### [ZU LESENDER AUSZUG]

Können Existenzängste, Unsicherheit und Stress in einer solchen Situation, die sich nun schon über mehrere Monate erstreckt, bleibende gesundheitliche Schäden verursachen?

Hasler: Die Dauer von Stress ist ein sehr wichtiges Merkmal. Unser Hirn ist für kurzen Stress gut vorbereitet: Über Tausende von Jahren haben wir gelernt, den Stress eines Tierangriffs oder eines Unwetters auszuhalten. Weniger gut vorbereitet sind wir für anhaltenden Stress, zum Beispiel durch chronische Konflikte in der Familie oder am Arbeitsplatz. Die Pandemie und der Lockdown mit all der Ungewissheit stellen den typischen Stress dar, auf den wir nicht optimal vorbereitet sind. Wir müssen deshalb aktiv unsere entsprechende Resilienz aufbauen.

Welche Tipps haben Sie, um diese Krise psychisch gesund zu überstehen? Welche Faktoren sind am wichtigsten, wenn es darum geht ein resilienter Mensch zu sein?

Hasler: Mit der Steuerung unserer Aufmerksamkeit haben wir ein potentes Mittel, mit chronischem, diffusem Stress umzugehen. Wir sollten die Zeit bewusst einschränken, in welcher wir uns mit der Pandemie beschäftigen. Die restliche Zeit sollten wir uns auf positive Dinge fokussieren, zum Beispiel den Garten, ein gutes Buch, Sport etc. Ferner sollten wir vor Angst nicht passiv werden. Es ist wichtig, aktiv zu bleiben und eine Tagesstruktur zu haben.

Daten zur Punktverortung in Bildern

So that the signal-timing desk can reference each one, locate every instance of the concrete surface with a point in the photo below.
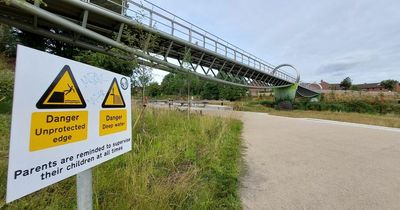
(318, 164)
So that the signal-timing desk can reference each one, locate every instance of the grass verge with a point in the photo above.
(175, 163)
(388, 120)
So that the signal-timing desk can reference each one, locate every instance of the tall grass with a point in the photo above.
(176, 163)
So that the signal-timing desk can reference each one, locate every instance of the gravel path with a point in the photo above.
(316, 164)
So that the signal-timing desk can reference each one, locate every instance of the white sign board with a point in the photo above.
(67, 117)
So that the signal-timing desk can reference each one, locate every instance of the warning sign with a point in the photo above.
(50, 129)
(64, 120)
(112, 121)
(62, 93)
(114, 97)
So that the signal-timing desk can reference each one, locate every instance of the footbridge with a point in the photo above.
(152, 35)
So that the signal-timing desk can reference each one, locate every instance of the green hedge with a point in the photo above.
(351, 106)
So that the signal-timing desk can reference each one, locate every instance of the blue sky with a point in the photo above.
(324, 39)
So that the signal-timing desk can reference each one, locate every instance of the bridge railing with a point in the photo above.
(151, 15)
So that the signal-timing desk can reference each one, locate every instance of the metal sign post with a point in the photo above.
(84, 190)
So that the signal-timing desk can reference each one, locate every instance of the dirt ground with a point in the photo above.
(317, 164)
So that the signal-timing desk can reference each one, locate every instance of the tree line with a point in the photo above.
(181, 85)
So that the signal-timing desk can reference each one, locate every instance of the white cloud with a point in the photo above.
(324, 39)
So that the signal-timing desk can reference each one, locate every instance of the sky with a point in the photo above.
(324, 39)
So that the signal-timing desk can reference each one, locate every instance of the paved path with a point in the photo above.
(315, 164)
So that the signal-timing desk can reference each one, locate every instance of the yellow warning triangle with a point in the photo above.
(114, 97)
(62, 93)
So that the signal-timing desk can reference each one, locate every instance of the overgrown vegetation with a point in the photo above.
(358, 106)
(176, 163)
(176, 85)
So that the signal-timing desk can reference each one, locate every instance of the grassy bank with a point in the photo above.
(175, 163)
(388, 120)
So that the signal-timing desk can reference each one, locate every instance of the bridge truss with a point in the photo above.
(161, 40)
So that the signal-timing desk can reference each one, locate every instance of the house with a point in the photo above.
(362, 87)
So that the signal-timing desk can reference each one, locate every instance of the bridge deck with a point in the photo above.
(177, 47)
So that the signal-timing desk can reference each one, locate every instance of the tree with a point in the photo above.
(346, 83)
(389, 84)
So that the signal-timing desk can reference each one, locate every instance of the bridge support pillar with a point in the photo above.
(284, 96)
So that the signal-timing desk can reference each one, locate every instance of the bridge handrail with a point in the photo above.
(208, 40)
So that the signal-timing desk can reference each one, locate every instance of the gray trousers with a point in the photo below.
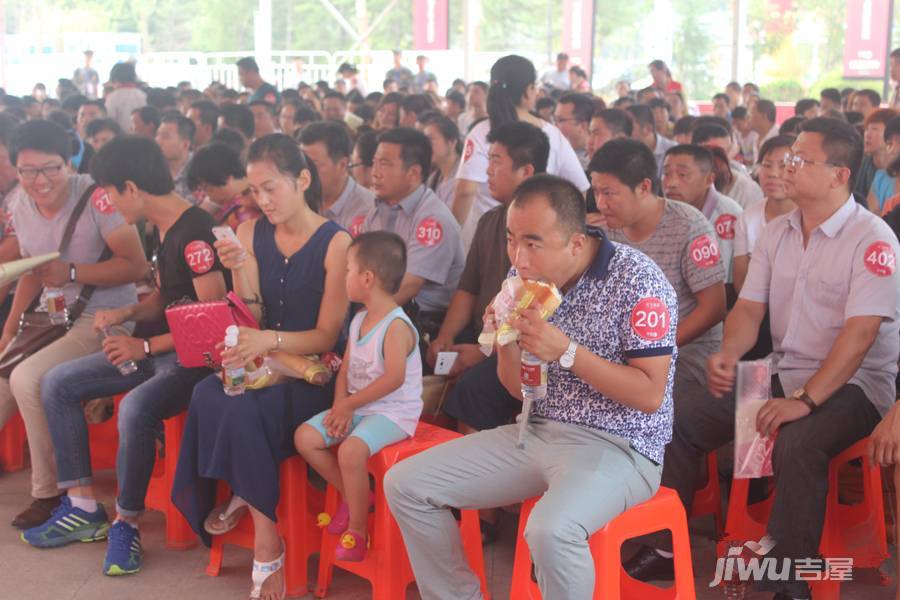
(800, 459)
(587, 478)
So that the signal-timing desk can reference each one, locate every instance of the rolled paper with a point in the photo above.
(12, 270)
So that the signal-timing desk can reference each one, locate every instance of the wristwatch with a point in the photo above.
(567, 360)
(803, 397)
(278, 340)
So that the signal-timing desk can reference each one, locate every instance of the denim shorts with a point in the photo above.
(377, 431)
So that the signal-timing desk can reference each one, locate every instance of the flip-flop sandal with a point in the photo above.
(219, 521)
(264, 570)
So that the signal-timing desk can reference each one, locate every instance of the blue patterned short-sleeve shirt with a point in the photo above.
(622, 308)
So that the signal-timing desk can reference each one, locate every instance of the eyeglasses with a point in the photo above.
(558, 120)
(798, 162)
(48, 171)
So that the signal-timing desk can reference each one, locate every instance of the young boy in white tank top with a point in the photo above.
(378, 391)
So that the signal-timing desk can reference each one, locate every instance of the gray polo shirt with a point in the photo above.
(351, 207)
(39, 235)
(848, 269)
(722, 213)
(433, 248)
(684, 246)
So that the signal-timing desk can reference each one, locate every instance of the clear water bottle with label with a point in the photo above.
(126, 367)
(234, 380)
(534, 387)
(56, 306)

### [TEILE DER ÜBUNG]
(1) Auf welche Art von Stress ist unser Gehirn laut dem Interview über Stress in der Pandemie gut vorbereitet?
(2) Führen Sie das Interview über Stress in der Pandemie nach dem letzten Satz weiter.

### [GEORDNETE ERGEBNISSE]
(1) Auf kurzen Stress, etwa durch einen Tierangriff oder ein Unwetter.

(2)
Prof. Dr. Gregor Hasler, Experte für Stress, Resilienz und die Darm-Hirn-Achse

Laut Prof. Dr. Gregor Hasler fördern positive Gedanken und ein aktiver, strukturierter Lebensstil die Stressresilienz.

Welche Rolle spielt hierbei unser Darm? Was hat die Verdauung mit unserer Psyche zu tun und wie groß ist der Einfluss des Darms auf unsere Stressresilienz?

Hasler: Neue, ziemlich revolutionäre Studien zeigen, dass unser Darm ein wichtiger Player in unserer Resilienz ist. Besonders aufregend sind die Studien zu den Darmbakterien. Wenn man die Darmbakterien eines depressiven Patienten in den Darm einer Maus überträgt, wird die Maus ebenfalls depressiv.

Das zeigt, dass Darmbakterien einen kausalen Einfluss auf die Psyche und die Resilienz haben können. Dies passt mit Studienergebnissen zusammen, die zeigen, dass gewisse Nahrungsmittel, zum Beispiel fermentierte Produkte wie Joghurt, Kefir, Hüttenkäse, Parmesankäse, saure Gurken, Sauerkraut und Apfelessig oder die mediterrane Diät, die Resilienz stärken.

Was tun Sie persönlich, wenn Sie sich in einer psychisch belastenden Situation befinden? Welche Methoden wenden Sie an, um Ihren Stresslevel schnell wieder auf ein gesundes Niveau zu bringen?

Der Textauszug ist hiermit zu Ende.